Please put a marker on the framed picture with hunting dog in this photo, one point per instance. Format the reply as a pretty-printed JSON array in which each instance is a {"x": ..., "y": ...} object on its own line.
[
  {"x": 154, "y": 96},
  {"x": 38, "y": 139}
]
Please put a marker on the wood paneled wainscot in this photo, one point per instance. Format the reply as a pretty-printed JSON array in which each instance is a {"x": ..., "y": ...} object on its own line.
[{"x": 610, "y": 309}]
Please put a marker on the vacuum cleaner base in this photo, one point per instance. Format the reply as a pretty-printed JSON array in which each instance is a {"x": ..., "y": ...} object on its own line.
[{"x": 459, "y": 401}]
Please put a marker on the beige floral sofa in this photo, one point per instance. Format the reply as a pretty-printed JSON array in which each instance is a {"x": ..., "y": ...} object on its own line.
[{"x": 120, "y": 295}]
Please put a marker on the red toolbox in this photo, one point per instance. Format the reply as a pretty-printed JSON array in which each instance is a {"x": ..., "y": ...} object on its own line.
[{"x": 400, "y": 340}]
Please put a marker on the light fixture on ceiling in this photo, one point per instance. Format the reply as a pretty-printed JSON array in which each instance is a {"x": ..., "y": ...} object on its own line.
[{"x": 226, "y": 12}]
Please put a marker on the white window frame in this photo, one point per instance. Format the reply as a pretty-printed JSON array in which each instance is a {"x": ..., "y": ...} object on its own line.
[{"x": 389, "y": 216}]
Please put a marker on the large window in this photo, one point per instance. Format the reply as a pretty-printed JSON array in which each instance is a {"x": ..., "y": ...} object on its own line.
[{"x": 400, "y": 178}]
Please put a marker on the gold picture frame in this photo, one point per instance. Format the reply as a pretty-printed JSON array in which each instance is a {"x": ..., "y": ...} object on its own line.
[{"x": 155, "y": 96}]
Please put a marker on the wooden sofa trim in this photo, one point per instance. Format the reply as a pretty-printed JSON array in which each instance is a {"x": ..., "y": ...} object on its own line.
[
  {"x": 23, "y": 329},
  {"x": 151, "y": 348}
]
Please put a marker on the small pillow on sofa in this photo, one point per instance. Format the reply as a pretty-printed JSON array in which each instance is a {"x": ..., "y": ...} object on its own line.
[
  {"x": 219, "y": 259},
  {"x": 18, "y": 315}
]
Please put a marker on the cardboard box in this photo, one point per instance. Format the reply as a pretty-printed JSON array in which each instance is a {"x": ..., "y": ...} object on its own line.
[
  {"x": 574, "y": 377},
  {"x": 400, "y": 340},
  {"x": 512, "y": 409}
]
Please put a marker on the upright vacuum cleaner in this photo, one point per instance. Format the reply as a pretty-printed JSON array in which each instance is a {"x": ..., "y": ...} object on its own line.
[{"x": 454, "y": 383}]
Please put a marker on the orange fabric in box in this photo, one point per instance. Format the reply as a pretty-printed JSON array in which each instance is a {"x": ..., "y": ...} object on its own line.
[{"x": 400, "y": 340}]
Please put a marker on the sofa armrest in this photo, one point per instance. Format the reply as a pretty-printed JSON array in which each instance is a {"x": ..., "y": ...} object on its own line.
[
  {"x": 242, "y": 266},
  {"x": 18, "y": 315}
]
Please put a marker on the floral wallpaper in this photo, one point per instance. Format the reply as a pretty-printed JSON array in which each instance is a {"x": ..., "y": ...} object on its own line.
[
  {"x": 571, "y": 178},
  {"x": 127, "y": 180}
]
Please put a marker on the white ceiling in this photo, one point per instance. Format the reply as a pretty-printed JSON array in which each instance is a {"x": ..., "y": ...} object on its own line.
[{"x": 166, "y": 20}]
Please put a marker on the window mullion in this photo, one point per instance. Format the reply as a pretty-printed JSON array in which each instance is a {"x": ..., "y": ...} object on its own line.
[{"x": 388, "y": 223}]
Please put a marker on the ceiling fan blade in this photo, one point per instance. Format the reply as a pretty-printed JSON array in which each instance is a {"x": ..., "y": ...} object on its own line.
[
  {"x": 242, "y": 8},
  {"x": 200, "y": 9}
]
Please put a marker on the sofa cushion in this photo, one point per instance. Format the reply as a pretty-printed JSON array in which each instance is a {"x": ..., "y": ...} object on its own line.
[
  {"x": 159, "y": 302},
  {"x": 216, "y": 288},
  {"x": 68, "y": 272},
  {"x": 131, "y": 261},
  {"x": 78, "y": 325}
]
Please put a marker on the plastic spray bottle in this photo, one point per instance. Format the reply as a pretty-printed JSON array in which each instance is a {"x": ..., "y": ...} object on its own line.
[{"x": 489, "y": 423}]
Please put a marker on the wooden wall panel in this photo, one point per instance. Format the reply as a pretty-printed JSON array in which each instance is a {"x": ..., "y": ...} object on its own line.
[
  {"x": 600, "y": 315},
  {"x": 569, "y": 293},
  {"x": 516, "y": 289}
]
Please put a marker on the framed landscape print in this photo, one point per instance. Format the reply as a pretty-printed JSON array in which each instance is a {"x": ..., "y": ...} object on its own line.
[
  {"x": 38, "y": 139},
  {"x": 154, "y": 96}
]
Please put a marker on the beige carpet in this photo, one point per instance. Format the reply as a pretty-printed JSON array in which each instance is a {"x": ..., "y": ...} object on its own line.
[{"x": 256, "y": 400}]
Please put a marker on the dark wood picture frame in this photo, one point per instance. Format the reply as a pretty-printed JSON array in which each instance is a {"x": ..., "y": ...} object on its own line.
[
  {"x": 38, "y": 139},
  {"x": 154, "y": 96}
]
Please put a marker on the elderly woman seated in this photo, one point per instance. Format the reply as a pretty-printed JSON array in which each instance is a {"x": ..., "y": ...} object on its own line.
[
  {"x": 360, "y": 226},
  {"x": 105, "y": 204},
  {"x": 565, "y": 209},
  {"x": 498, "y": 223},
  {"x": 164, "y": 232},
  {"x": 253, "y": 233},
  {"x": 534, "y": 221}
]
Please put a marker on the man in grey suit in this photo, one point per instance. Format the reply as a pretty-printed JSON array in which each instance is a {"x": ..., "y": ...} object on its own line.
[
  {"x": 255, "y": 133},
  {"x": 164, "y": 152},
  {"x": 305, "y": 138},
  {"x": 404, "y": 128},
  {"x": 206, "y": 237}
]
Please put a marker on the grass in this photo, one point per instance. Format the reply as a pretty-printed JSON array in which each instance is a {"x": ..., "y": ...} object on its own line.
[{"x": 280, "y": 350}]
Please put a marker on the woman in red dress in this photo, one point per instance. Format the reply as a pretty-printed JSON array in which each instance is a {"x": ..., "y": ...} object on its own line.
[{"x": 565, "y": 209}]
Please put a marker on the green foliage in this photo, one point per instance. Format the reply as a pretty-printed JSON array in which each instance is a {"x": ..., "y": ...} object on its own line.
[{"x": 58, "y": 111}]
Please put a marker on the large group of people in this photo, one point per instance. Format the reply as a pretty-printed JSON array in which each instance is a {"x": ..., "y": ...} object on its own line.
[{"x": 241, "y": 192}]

— Aim of the task —
Can you convert the records, from the line containing "Please put a marker on the green" through the end of the records, into a two-column CSV with the headers text and answer? Give one row per record, with its text and its answer each in one quoted field and line breaks replaced by spaces.

— Written answer —
text,answer
"Please put a marker on the green foliage in this photo, one point per instance. Format the reply as a pretty-printed JSON array in which each instance is a {""x"": ..., ""y"": ...} object on its own line.","[{""x"": 58, ""y"": 111}]"
"Please put a marker on the large group of people in this photo, one point per instance. Format the reply as a pretty-printed JSON array in which each instance is a {""x"": ..., ""y"": ...} object on its own line.","[{""x"": 241, ""y"": 192}]"